Page excerpt ::
::::::::::

Windows 11 features already in preview: Everything you can try right now
Windows 11 isn’t here yet, but soon you’ll be seeing it show up on laptops and PCs all over. Now that Microsoft has released the first Windows 11 build for Windows Insiders, there are a lot of things to check out. New design elements, apps, and features are already here. Plus, many of the features that were available under the Windows 10 name are also Windows 11 features.
Here’s the thing, Microsoft has been testing these builds with Insiders for quite some time, before it announced Windows 11. Because of that, the builds released to Insiders were labeled as Windows 10. However, these are still Windows 11 features, and now we have a Windows 11 build, that becomes a little clearer. Let’s get into everything that’s new.
Navigate this article:
- New design elements
- New Settings app
- New Microsoft Store
- New apps
- Display improvements
- Multitasking improvements
- x64 emulation on ARM
- Keyboard and input
- Windows Subsystem for Linux
- Other new features
New design elements in Windows 11
It may not be the first thing you notice, but it shouldn’t take long to see that almost every corner in the Windows UI has been changed to a round corner. It’s not a major change when you think about it, but it looks much more welcoming and just attractive when you look at it.
New taskbar and start menu
This will probably be the first thing you notice, but Windows 11 has a new taskbar and Start menu, and the differences are immediately noticeable. The taskbar icons are now centered by default and a few of them are new, including the Windows logo, Search, Task View, and the all-new Widgets button — more on that later.
Once you open the Start menu, more changes come to light. The Start menu UI now floats above the taskbar with its rounded corners, and Live Tiles are gone. You have pinned apps at the top of the Start menu, with a link to the All Apps list. Below that, you have suggested documents and apps based on what you used or installed recently.

::::::::::

Information provided ::
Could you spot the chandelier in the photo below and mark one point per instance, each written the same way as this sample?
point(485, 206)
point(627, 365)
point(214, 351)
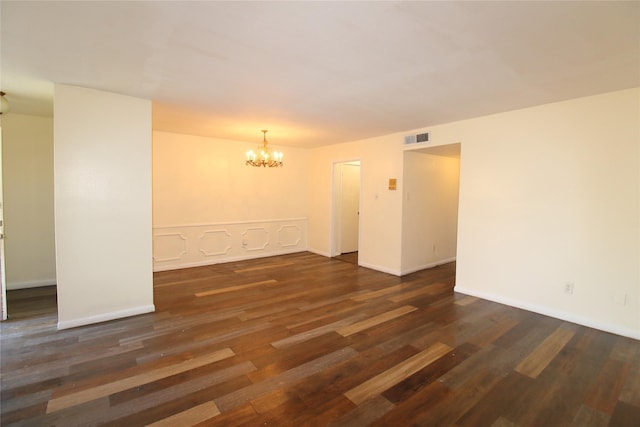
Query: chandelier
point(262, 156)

::::::::::

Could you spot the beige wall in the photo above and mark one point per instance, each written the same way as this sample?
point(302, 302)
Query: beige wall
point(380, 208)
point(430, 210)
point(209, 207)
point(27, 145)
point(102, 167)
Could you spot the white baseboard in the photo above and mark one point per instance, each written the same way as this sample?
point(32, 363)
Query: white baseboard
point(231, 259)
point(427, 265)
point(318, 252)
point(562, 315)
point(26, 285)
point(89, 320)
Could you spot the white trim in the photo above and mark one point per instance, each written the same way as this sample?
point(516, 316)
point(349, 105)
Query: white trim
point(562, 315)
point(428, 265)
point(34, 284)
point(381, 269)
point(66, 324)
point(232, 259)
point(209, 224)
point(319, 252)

::::::::::

Directives ::
1. Answer these questions about the Windows 11 preview article, one per line:
(a) What name were the builds released to Insiders labeled with?
(b) Which taskbar icons does the article list as new?
(c) What is gone from the new Start menu?
2. Please repeat the part of the Windows 11 preview article that opens with the words containing "Windows 11 features already" and closes with "everything that’s new.".
3. Summarize the Windows 11 preview article in two sentences.

Solutions ::
1.
(a) Windows 10
(b) The Windows logo, Search, Task View, and the Widgets button
(c) Live Tiles

2.
Windows 11 features already in preview: Everything you can try right now
Windows 11 isn’t here yet, but soon you’ll be seeing it show up on laptops and PCs all over. Now that Microsoft has released the first Windows 11 build for Windows Insiders, there are a lot of things to check out. New design elements, apps, and features are already here. Plus, many of the features that were available under the Windows 10 name are also Windows 11 features.
Here’s the thing, Microsoft has been testing these builds with Insiders for quite some time, before it announced Windows 11. Because of that, the builds released to Insiders were labeled as Windows 10. However, these are still Windows 11 features, and now we have a Windows 11 build, that becomes a little clearer. Let’s get into everything that’s new.

3. Microsoft has released the first Windows 11 build to Windows Insiders, and many features that appeared earlier under the Windows 10 name are also Windows 11 features. In the new design, almost every corner of the interface is rounded, taskbar icons are centered by default, and the Start menu floats above the taskbar without Live Tiles, showing pinned apps and recently used or installed documents and apps.